• [REQUIRED TASK]:
Reproduce every line of the entries below, with the requests included, but increase each polygon coordinate in the answers by 129. Leave the pictures out of your reproduction.

[A series of entries]
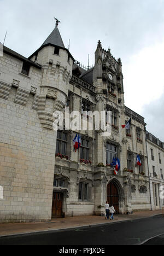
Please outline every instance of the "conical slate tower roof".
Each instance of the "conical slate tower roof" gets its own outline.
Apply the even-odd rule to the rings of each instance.
[[[65,48],[64,43],[57,26],[53,30],[44,43],[43,43],[42,45],[45,45],[48,44],[54,44],[54,45]]]

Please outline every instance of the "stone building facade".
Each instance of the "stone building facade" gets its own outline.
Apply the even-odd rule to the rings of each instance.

• [SOLUTION BELOW]:
Please outline every instance of the "conical slate tower roof".
Each instance of the "conical slate tower roof" gets its own outline.
Apply the even-odd rule to the rings of each instance.
[[[194,177],[193,172],[186,155],[182,159],[173,172],[172,172],[171,174],[174,174],[177,173],[183,173],[183,174]]]

Please outline every instance of the "stone building facade".
Each instance of the "stone building facade" gets its own outline.
Apply the even-odd rule to the rings of each instance.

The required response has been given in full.